- _Text block_:

The silver lining is that when we do buy a house, I'll be sure to have a space dedicated to what I want to do and hopefully will be bigger than a 4x8.

Sorry for the baby rant...had to get it off my chest.

Chris


----------



## tjcruiser (Jan 10, 2010)

Do you have a garage at the townhouse? If so, consider a table setup on lifting cables/pulleys to the overhead space.

Just a thought!


----------



## CTValleyRR (Jul 26, 2014)

Console yourself with this: if you started something now, you'd just have to rip it apart to move anyway.


----------



## broox (Apr 13, 2012)

*chants*

Modular!... Modular!... Modular!


----------



## Burbs (Mar 28, 2014)

broox said:


> *chants*
> 
> Modular!... Modular!... Modular!


:laugh::laugh:



tjcruiser said:


> Do you have a garage at the townhouse? If so, consider a table setup on lifting cables/pulleys to the overhead space.
> 
> Just a thought!


No garage unfortunately. It's a really small townhouse compared to what we had before but it's better than renting an apartment that would be even smaller.



CTValleyRR said:


> Console yourself with this: if you started something now, you'd just have to rip it apart to move anyway.


That's exactly what I've been telling myself. I figure this is a good time for me to work on a track plan and figure out what exactly I want to have. Plus joining that club should help as well.


----------



## Big Ed (Jun 16, 2009)

Burbs said:


> :laugh::laugh:
> That's exactly what I've been telling myself. I figure this is a good time for me to work on a track plan and figure out what exactly I want to have. Plus joining that club should help as well.


You can't really work on a track plan till you know how big your going to build it?
You can size one out like a 5'x9' and then plan for additions to add to it.

I think it is easier to plan one with all the room you can dedicate from the beginning.
Even if you don't lay all the track at once you will know what size your going to do. Who knows what size room your going to have for the layout? 
Buying a house with a basement is nice, but houses where your at don't have many basements on them huh? Attics are nice but get hot.

It seems like everyone adds on to their original layout anyway once they get going anyway.
I think it is better to make it big in the beginning.
What you should really do is go and find the house.

What you could do is make small dioramas to add to the layout when you finally start the table.
Build them up and set them in place, it will satisfy your modeling itch till you get the table.
I will use Dave's build as an example, 








That is Dave's Pattis tea garden, more pictures here,
http://www.modeltrainforum.com/showthread.php?t=23634

Look through Dave's threads.
http://www.modeltrainforum.com/search.php?searchid=1152479



All Dave's builds are small dioramas built on a piece of wood. A lot will build these and add them onto their layouts. Just cut and drop.

You could make your own to add, I am just using Dave's to show you.
There are other threads here with some great examples of what I am talking about.


----------



## Burbs (Mar 28, 2014)

Hi Ed,

Thanks for posting this information, it's amazing. My question is, how do you put these in the layout? I'm not familiar with how dioramas work nor how they can be incorporated into the layout.

Thanks,

Chris


----------



## Big Ed (Jun 16, 2009)

Burbs said:


> Hi Ed,
> 
> Thanks for posting this information, it's amazing. My question is, how do you put these in the layout? I'm not familiar with how dioramas work nor how they can be incorporated into the layout.
> 
> ...


It took me a while to find an example for you.
Here is one, now Dave builds with a heavier base. He does not have a layout so I guess that is why the heavier base on his. All you need is a thinner base.

- _Supplied material_:
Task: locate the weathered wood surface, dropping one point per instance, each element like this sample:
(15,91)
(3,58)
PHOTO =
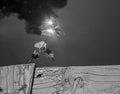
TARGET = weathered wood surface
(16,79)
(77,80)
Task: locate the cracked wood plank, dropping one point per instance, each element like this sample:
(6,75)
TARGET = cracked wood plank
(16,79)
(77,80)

...

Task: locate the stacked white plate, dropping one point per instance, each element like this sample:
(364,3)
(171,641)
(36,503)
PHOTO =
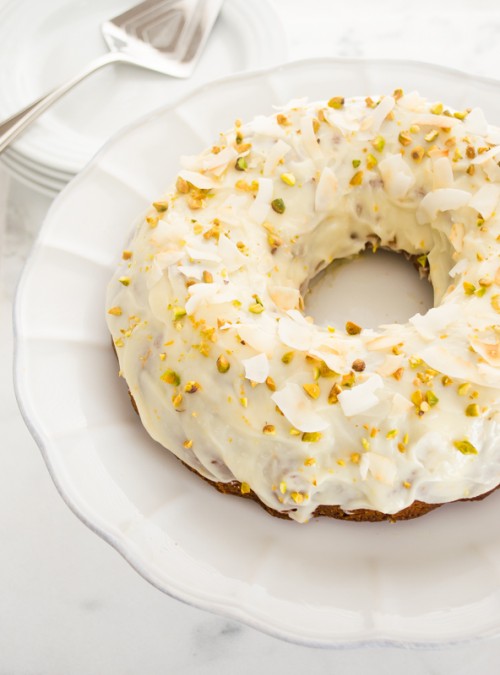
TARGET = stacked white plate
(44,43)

- _Required tasks_:
1) In the model train forum thread, what size does Big Ed give as an example for sizing out a track plan?
2) Show every line of the records that contains the string "locate", matching case exactly.
The model train forum thread and the records are independent of each other.

- _Answers provided_:
1) 5'x9'

2)
Task: locate the weathered wood surface, dropping one point per instance, each element like this sample:
Task: locate the cracked wood plank, dropping one point per instance, each element like this sample:
Task: locate the stacked white plate, dropping one point per instance, each element like this sample:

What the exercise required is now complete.